**Problem details**
Write every entry out again exactly, please, and skip the pictures.

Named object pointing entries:

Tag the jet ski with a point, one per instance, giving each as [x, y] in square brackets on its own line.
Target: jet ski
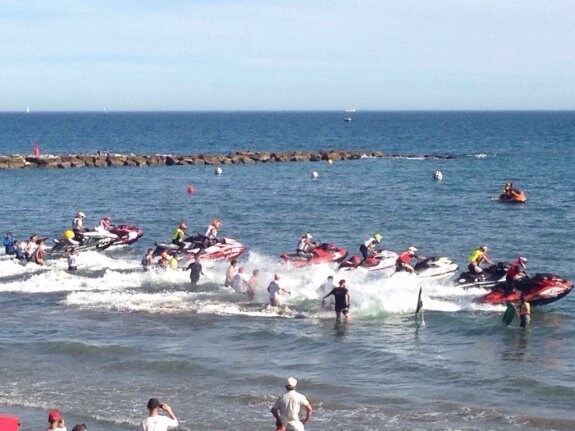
[126, 234]
[381, 260]
[515, 196]
[222, 249]
[323, 253]
[436, 268]
[92, 241]
[539, 289]
[489, 278]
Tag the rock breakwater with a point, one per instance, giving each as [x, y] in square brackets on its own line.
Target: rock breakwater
[63, 161]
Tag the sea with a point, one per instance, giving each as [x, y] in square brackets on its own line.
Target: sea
[98, 343]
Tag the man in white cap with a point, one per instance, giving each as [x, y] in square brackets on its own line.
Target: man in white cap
[287, 407]
[403, 262]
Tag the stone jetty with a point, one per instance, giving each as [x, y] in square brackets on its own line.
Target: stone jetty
[104, 159]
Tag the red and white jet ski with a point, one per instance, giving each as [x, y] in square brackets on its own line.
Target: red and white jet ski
[323, 253]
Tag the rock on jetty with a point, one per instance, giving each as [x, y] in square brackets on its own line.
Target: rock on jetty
[233, 158]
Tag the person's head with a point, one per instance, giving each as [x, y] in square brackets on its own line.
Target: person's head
[54, 416]
[291, 383]
[153, 404]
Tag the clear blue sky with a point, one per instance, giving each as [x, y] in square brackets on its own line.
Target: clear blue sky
[68, 55]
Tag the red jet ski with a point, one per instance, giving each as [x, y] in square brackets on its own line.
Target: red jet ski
[540, 289]
[382, 260]
[127, 234]
[323, 253]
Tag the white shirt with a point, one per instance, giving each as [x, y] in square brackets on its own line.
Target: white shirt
[289, 406]
[240, 282]
[158, 423]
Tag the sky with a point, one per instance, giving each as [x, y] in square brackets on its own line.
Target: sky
[206, 55]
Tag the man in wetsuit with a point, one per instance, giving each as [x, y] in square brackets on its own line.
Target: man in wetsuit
[342, 300]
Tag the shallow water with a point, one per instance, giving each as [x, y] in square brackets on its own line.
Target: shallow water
[97, 344]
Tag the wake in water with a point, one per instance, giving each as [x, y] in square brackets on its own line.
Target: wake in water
[119, 284]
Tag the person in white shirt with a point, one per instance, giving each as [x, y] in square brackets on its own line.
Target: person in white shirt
[287, 408]
[240, 281]
[156, 422]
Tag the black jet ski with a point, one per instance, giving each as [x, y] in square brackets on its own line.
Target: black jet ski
[539, 289]
[490, 277]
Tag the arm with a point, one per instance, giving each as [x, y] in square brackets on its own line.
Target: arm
[308, 411]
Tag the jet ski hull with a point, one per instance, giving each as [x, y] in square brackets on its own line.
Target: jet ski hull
[324, 253]
[538, 290]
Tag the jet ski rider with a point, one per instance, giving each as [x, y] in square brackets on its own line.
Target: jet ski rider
[306, 245]
[476, 258]
[403, 262]
[212, 232]
[179, 234]
[78, 226]
[516, 273]
[367, 249]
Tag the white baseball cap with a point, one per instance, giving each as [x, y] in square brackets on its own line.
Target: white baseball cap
[291, 382]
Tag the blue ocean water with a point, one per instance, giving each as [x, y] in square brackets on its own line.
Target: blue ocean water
[99, 343]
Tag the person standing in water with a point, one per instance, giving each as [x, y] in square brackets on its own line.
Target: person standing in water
[342, 300]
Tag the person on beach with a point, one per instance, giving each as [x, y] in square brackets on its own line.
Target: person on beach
[195, 268]
[39, 252]
[286, 409]
[148, 259]
[524, 312]
[156, 422]
[56, 421]
[179, 234]
[9, 243]
[274, 289]
[342, 300]
[476, 258]
[253, 283]
[230, 272]
[367, 249]
[78, 226]
[72, 259]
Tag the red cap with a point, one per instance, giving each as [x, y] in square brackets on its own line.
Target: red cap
[54, 415]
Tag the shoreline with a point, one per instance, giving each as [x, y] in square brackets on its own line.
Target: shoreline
[105, 159]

**Result of this exercise**
Tag the jet ski with a point, one per instance, giving each as [x, y] in square brackets on its own line.
Target: jet ski
[126, 234]
[381, 260]
[515, 196]
[222, 249]
[323, 253]
[436, 268]
[92, 241]
[539, 289]
[489, 278]
Tag the rock breakwater with a point, one per instance, giving each as [x, y] in square brackets on its own line.
Target: rock breakwater
[63, 161]
Tag the sea with a point, one per instance, giving each as [x, y] in square brackets on its own line.
Target: sea
[98, 343]
Tag the man in white cap with a point, one per instance, giving each as [x, y] in square brackets on its own line.
Target: man in white cap
[287, 407]
[403, 262]
Tag the stone jetty with a point, one per instance, giving each as [x, y] in square brackets on its own line.
Target: stone jetty
[104, 159]
Tag the red and white jet ski with a point, one per instance, giving each as [x, y] in square brackets on its own line.
Target: red and white jet ski
[323, 253]
Tag the rock on jetty with a point, one per instance, giving each as [x, y] in square brackets on its own line.
Target: rock on jetty
[233, 158]
Tag the person's head with a point, one per instance, giving each as [x, y] in square brackets on its own line.
Target: person's head
[54, 416]
[291, 383]
[153, 404]
Tag the clear blue sky with a point, one per instance, giving each as [x, y] in square brackets on its own line.
Target: clear blue sky
[68, 55]
Tag the red jet ski with a point, one per instance, giving each as [x, y] in square brackets on its own line.
Target: red jet ski
[540, 289]
[382, 260]
[127, 234]
[323, 253]
Tag the white shirt with a point, one per instance, giving each as [x, y] in square brackets on its own line.
Target: white shirt
[289, 406]
[240, 282]
[158, 423]
Tag the sky with a point, one per instance, giving each as [x, y] in square brackets on its own line.
Target: sky
[206, 55]
Tag the man in wetsuit with a point, one per instance, giving each as [x, y] in square brackets on its own line.
Target: man in wetsuit
[342, 300]
Tag the shallow water with a point, one per instance, giving each as [x, y] in square brackets on its own line.
Target: shallow water
[97, 344]
Tag the wake in water with a point, one per instance, giving each as [x, y] in square brackets on its own line.
Target: wake in water
[119, 284]
Tag the person in white shirt with a point, one per instance, giving each as [x, y] in square brackets on its own line.
Target: person in white shirt
[287, 408]
[240, 281]
[156, 422]
Tag the black jet ski with a point, one per instance, giving each as [x, y] in square brackets on its own line.
Target: black jet ski
[539, 289]
[490, 277]
Tag the arm with a point, one per instance, giving each as [x, y] in square brackets on its own line.
Target: arm
[308, 411]
Tag the jet ski hull with a point, one per instance, giving each as [x, y] in square brackets on its own line.
Target: jet ski hull
[324, 253]
[538, 290]
Tag the jet ski rider with a point, one per instance, giving each as [x, y] in square brackets on its own line.
Target: jet ski rider
[306, 245]
[476, 258]
[403, 262]
[212, 232]
[179, 234]
[78, 226]
[516, 273]
[367, 249]
Tag the white baseball cap with a point, one per instance, giving each as [x, y] in square brackets on its own line.
Target: white baseball cap
[291, 382]
Tag the blue ocean water with a point, one per instance, giving each as [x, y] in square brackets on its own line.
Target: blue ocean water
[99, 343]
Tag the person standing in water with a point, one per instance, giving each as [x, y] in square brackets on its own line.
Target: person standing in water
[342, 300]
Tag the person on beach with a point, one per instance, giving each as [x, y] in square brackets on its own line.
Target: person on beach
[195, 268]
[39, 252]
[286, 409]
[148, 259]
[524, 312]
[156, 422]
[56, 421]
[179, 234]
[9, 243]
[274, 289]
[342, 300]
[476, 258]
[253, 283]
[230, 272]
[367, 249]
[78, 226]
[72, 259]
Tag the red cap with a point, one per instance, giving each as [x, y] in square brackets on its own line.
Target: red cap
[54, 415]
Tag the shoreline with a point, one per instance, giving each as [x, y] in square brackets on its own line.
Target: shoreline
[105, 159]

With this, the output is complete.